Rewrite the rows below with every "photo" switched to "image" and nothing else altered. Omit the pictures.

── Task data ──

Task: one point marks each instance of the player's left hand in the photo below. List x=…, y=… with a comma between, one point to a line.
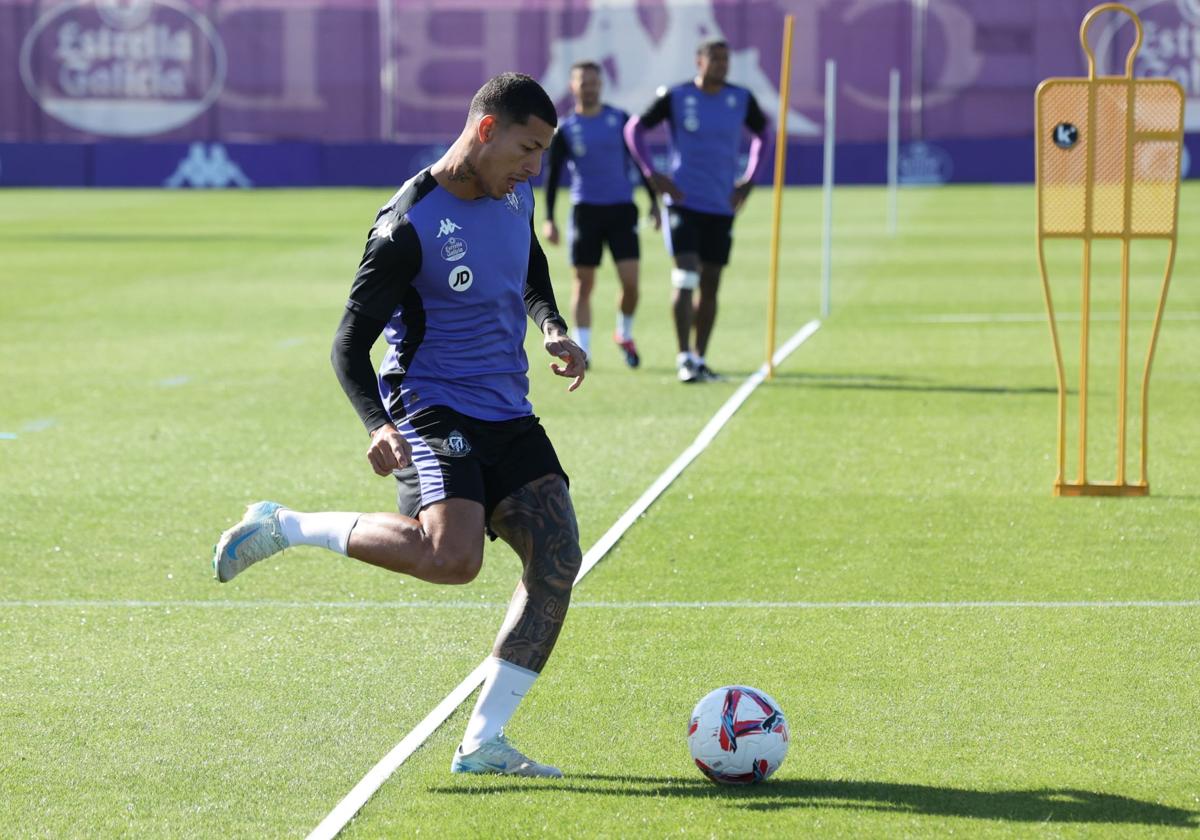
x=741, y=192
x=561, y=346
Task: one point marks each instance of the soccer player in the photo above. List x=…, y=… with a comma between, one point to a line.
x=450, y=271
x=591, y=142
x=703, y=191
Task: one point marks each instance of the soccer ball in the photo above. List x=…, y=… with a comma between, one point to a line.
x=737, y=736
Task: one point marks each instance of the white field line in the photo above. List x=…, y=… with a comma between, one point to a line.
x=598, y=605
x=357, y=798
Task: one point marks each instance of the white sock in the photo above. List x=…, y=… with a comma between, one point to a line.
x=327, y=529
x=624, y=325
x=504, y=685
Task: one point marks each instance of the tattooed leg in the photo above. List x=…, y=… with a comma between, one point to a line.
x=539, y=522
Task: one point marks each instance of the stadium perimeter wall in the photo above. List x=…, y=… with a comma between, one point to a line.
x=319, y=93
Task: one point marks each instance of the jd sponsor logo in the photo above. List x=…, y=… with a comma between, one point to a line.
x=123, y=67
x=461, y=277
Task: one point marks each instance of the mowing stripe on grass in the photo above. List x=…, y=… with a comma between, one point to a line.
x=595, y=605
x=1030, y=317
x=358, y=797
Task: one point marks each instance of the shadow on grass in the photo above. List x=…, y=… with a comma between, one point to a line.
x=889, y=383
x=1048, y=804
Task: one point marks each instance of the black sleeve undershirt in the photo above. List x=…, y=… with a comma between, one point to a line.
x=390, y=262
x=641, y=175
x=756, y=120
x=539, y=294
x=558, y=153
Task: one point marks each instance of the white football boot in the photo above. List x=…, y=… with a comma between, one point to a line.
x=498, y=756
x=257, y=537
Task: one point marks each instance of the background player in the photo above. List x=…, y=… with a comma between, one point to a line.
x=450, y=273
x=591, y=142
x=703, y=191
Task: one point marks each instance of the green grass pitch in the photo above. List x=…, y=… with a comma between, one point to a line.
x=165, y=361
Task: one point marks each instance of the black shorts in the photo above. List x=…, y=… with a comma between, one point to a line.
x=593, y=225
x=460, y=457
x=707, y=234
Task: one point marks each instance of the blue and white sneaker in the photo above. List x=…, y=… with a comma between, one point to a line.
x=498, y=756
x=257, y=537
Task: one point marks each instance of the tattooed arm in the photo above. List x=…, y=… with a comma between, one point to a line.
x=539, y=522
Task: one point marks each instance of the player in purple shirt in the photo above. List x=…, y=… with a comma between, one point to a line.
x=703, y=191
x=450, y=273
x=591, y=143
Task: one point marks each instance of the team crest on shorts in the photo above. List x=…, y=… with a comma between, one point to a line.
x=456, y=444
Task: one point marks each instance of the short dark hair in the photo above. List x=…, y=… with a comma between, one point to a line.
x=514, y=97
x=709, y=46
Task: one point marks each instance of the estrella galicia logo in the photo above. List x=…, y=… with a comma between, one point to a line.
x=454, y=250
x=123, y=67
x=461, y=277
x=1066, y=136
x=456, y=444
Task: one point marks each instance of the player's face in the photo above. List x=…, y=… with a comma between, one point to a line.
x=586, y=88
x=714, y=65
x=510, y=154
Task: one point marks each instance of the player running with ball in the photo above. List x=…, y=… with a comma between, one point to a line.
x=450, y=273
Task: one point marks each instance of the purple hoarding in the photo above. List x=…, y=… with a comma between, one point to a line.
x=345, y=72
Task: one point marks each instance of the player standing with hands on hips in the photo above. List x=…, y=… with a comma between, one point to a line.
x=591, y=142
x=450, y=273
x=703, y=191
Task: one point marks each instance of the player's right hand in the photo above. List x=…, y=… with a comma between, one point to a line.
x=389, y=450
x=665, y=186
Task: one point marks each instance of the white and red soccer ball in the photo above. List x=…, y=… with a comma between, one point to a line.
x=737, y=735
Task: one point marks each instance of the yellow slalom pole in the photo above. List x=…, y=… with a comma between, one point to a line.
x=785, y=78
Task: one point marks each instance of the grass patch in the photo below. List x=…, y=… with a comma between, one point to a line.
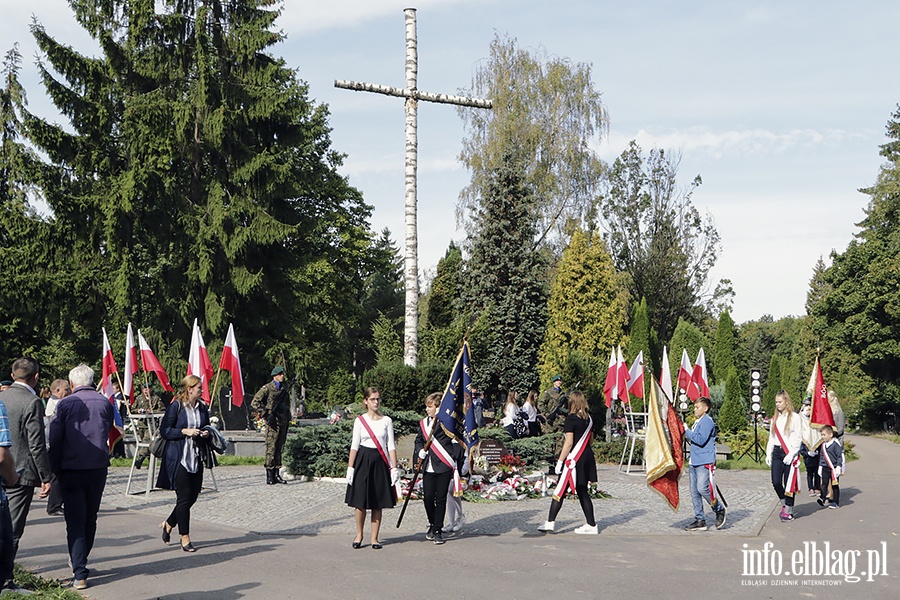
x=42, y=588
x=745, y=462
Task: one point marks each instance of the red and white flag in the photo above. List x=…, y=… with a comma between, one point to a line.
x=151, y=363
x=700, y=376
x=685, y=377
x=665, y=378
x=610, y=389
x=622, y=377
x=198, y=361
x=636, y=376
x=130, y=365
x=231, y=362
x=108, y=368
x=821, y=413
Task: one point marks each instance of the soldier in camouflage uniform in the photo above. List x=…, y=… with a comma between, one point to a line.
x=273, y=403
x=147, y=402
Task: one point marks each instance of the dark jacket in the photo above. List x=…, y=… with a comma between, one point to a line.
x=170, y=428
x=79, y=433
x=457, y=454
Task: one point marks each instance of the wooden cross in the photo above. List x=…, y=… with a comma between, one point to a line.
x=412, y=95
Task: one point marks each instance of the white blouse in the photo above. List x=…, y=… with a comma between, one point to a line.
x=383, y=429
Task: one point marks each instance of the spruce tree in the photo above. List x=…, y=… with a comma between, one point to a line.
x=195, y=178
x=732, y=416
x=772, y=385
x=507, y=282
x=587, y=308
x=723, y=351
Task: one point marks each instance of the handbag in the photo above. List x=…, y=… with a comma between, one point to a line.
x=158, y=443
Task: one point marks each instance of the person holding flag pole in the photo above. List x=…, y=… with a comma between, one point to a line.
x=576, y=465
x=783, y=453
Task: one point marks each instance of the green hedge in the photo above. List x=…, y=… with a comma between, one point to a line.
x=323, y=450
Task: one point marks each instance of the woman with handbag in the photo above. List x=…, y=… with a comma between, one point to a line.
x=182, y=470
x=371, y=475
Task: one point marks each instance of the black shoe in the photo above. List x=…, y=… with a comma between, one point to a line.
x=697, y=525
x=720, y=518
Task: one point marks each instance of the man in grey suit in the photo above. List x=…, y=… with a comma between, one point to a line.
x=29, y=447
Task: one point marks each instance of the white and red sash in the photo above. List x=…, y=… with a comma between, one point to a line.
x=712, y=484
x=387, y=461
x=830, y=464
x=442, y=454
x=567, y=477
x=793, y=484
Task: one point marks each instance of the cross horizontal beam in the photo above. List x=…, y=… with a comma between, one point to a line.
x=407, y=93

───

The result:
Task: one point marks each instance of the player's left hand in the image below. List x=…, y=… with a comma between, one point to a line.
x=741, y=192
x=561, y=346
Task: one point marks each instance of the soccer player in the image above. List x=…, y=… with a comma between, one point to a line.
x=450, y=271
x=591, y=142
x=703, y=191
Task: one point marks each instance of the soccer ball in the image above. List x=…, y=… with a comma between, one point to a line.
x=737, y=736
Task: one point marks each instance of the white field line in the image above. List x=…, y=… with a comma between, one point to a line.
x=598, y=605
x=357, y=798
Task: one point marks each instance of the white sock in the image above. List x=…, y=… with a comma between, one point to a line.
x=327, y=529
x=624, y=325
x=504, y=685
Task: one point marks each instance of the tattooed leg in the image above. List x=…, y=… with a comma between, one point to a line.
x=539, y=522
Task: one point marks each instance of the stadium perimeter wall in the image above. List x=…, y=… with a comma between, one point to a line.
x=319, y=93
Task: one point marks each instance of the jd sponsor logo in the image above. List x=…, y=… with a comma between, one point to a line.
x=123, y=67
x=461, y=277
Task: one point marks each instance of the mowing stripe on grass in the image above. List x=…, y=… with a comma between, one point to a line.
x=595, y=605
x=1030, y=317
x=358, y=797
Task: one point marks each instance of the shadow on grass in the image above. List x=…, y=… with a comma between, one point to a line.
x=889, y=383
x=1048, y=804
Task: one point marks each instance of the black sleeve undershirt in the image above. List x=…, y=… with a comma between, one point to a line.
x=390, y=262
x=641, y=175
x=756, y=120
x=539, y=294
x=558, y=153
Task: one point marks each instance of the white football boot in the image above. List x=…, y=… with a comma between, one point to a line.
x=498, y=756
x=257, y=537
Task: one point marks each instance of the background player in the image above. List x=…, y=… with a comma between, one point to a line.
x=450, y=273
x=591, y=142
x=703, y=191
Task: one point marks each instance of the green grass pitch in the image above. List x=…, y=… with a comma between, one point to a line.
x=165, y=361
Task: one point marks each instance of the black shorts in the image above. List x=…, y=… with a comma between, one point to a line.
x=593, y=225
x=460, y=457
x=707, y=234
Task: one point marks each instance of the blue and white sneaker in the image above. List x=…, y=… with a comma between, one point to a line.
x=498, y=756
x=257, y=537
Task: one point marks each instance of the tattooed arm in the image above. List x=…, y=… with a comma between, one point to a line.
x=539, y=522
Task: one point marks each instance of the player in purple shirt in the image above. List x=…, y=… with a comma between, one point to a line.
x=703, y=191
x=450, y=273
x=591, y=143
Task: one point marks each instance of the team crest on shorts in the image above. List x=…, y=… with a comma between, one point to a line.
x=456, y=444
Task: one point marks each instance of the short dark hair in the image above. List x=…, y=… with a comma between, one point to a line.
x=514, y=97
x=709, y=46
Task: one point marks each instance of the estrella galicia logo in the image above. List x=…, y=… with a comma between, one point to a line.
x=454, y=250
x=123, y=67
x=461, y=277
x=1066, y=136
x=456, y=444
Task: one point marks each instance of the player's face in the image above. List x=…, y=… with a comma between, one point to a line.
x=586, y=88
x=714, y=65
x=510, y=154
Task: one point marks each instance of the player running with ball in the image above. List x=…, y=… with a comma between, one point to a line.
x=450, y=273
Task: one point marks each instance of the purple hoarding in the image above. List x=…, y=… with a comma between, one point to a line.
x=345, y=72
Task: one point marks each instance of the player standing with hands on hips in the image above. List x=…, y=… with a comma between, one point to a line.
x=591, y=142
x=450, y=273
x=703, y=191
Task: one point marks each instance of the player's right hand in the image above. List x=…, y=… with a comma between, one point to a line.
x=389, y=450
x=665, y=186
Task: one point marks each instance of the white and red soccer ball in the image above. List x=…, y=… with a comma between, one point to a line.
x=737, y=735
Task: one point marks each instance of the yellow slalom pole in the image above. List x=…, y=… with a comma between, one point to a line.
x=785, y=78
Task: one point marks each instance of the grass patch in the image below. List x=…, y=… with a comma between, one point to a line.
x=42, y=588
x=745, y=462
Task: one point marks each instance of the red and white flag in the image above. List x=…, y=… with a comma between, one point to a line.
x=151, y=363
x=700, y=376
x=685, y=377
x=665, y=378
x=610, y=389
x=622, y=377
x=198, y=361
x=636, y=376
x=130, y=365
x=231, y=362
x=108, y=368
x=821, y=413
Task: one point marks each instance of the soldier in camouflage uniform in the image above. List x=…, y=… with a comma between, one point to a line.
x=273, y=403
x=147, y=402
Task: one point marks each instance of the dark jacket in the image above. List x=…, y=… with a comma between, one point to a line.
x=170, y=428
x=79, y=433
x=457, y=454
Task: one point marks each instance of the wooden cross in the image above. List x=…, y=… with a comma between, one point to a line.
x=412, y=95
Task: one point marks each instance of the white blouse in the image above. List x=…, y=… with a comma between, one point to a line.
x=383, y=429
Task: one point marks each instance of the spruce tree in the image above. List x=…, y=… with a comma between, one point to a line.
x=195, y=178
x=732, y=416
x=772, y=385
x=507, y=282
x=587, y=308
x=723, y=351
Task: one point marks each instance of the handbag in the image above. List x=…, y=… with a comma between, one point to a line.
x=158, y=443
Task: one point marks each instance of the person holding flag pole in the image above. List x=…, y=… with a comma between, one point to a line.
x=576, y=465
x=783, y=453
Task: one point marks each instance of the green hedge in the image above. List x=…, y=… with a comma between, one point to a line.
x=323, y=450
Task: one point marks each instance of the woman with handbag in the image above. List x=…, y=… with a comma between, one point to a line.
x=182, y=470
x=371, y=475
Task: one point marks each instance of the black shoe in the image above. List x=…, y=… with a comma between, one point to a line.
x=697, y=525
x=720, y=518
Task: one point marks each instance of the man in grey suit in the image above. List x=…, y=… with a comma between, one point to a line.
x=29, y=447
Task: one point marks each instance of the white and red sash in the image above. List x=…, y=… with a comma between, one point to a line.
x=712, y=484
x=387, y=461
x=830, y=464
x=442, y=454
x=567, y=477
x=793, y=484
Task: one point marks each instance of the cross horizontal beam in the image above. List x=…, y=… with a comma between, one point to a line.
x=407, y=93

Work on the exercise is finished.